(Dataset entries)
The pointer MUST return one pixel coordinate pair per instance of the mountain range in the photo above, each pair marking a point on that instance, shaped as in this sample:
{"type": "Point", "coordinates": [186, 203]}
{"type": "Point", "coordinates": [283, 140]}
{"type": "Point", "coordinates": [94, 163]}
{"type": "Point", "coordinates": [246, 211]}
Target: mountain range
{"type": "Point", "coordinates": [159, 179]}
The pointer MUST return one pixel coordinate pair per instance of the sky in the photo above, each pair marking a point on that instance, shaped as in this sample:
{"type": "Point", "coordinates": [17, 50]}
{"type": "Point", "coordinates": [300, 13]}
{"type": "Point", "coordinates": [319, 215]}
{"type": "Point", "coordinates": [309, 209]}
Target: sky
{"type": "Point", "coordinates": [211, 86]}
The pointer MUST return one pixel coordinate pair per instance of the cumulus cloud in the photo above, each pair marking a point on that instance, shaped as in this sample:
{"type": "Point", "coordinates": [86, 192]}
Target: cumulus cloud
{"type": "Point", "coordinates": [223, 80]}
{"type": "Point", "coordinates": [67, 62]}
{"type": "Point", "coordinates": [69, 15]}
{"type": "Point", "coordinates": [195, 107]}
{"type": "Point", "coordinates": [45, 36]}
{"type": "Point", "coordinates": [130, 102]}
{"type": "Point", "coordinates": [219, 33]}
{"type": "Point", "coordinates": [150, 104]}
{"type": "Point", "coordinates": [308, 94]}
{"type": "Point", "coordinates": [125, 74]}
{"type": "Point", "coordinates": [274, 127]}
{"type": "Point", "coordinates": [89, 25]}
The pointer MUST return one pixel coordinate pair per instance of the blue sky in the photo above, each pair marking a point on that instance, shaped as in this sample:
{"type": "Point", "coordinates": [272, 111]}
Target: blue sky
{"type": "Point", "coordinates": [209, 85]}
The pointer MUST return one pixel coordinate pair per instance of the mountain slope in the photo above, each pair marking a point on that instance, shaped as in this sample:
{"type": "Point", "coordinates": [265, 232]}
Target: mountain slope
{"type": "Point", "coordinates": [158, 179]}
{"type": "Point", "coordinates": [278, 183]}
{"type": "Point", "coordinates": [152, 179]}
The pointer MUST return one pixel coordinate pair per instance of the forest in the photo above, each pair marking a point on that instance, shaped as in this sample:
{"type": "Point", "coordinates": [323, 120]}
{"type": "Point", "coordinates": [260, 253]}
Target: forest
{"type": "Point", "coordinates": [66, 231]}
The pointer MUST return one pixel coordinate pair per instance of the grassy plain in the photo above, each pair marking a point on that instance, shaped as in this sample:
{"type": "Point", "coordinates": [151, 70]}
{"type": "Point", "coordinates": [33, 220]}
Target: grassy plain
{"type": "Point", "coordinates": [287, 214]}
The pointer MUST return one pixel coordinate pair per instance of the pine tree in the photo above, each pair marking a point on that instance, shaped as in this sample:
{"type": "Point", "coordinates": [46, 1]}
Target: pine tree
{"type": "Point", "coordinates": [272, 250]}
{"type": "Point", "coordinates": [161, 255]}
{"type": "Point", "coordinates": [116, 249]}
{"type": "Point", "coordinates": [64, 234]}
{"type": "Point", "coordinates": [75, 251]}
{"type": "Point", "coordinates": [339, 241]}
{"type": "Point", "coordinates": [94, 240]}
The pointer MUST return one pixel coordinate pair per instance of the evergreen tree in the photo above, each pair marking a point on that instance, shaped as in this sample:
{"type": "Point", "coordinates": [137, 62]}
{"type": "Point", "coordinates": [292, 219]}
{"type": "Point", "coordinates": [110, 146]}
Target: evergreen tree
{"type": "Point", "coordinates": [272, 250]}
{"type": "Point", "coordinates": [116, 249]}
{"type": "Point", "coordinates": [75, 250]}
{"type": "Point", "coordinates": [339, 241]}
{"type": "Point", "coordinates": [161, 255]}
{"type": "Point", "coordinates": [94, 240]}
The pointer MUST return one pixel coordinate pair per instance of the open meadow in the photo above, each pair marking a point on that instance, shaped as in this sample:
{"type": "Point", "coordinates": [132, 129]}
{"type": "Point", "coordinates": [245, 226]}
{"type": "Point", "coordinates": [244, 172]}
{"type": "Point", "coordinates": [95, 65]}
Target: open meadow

**OBJECTIVE**
In the listing above, find the line containing "of the evergreen" and please quote exactly that line through the last one, and no other lines.

**FINAL ANSWER**
The pointer MUST return one pixel coordinate pair per instance of the evergreen tree in the photo above, each pair marking a point on that instance, shaped as in this sample:
{"type": "Point", "coordinates": [137, 62]}
{"type": "Point", "coordinates": [292, 219]}
{"type": "Point", "coordinates": [110, 146]}
Target: evergreen tree
{"type": "Point", "coordinates": [272, 250]}
{"type": "Point", "coordinates": [116, 249]}
{"type": "Point", "coordinates": [75, 250]}
{"type": "Point", "coordinates": [339, 241]}
{"type": "Point", "coordinates": [161, 255]}
{"type": "Point", "coordinates": [94, 240]}
The pointer MUST return one pixel coordinate pair per instance of the open meadow in the photo above, each pair marking a point on that instance, shaped as in this sample:
{"type": "Point", "coordinates": [132, 129]}
{"type": "Point", "coordinates": [245, 226]}
{"type": "Point", "coordinates": [244, 172]}
{"type": "Point", "coordinates": [95, 65]}
Target: open meadow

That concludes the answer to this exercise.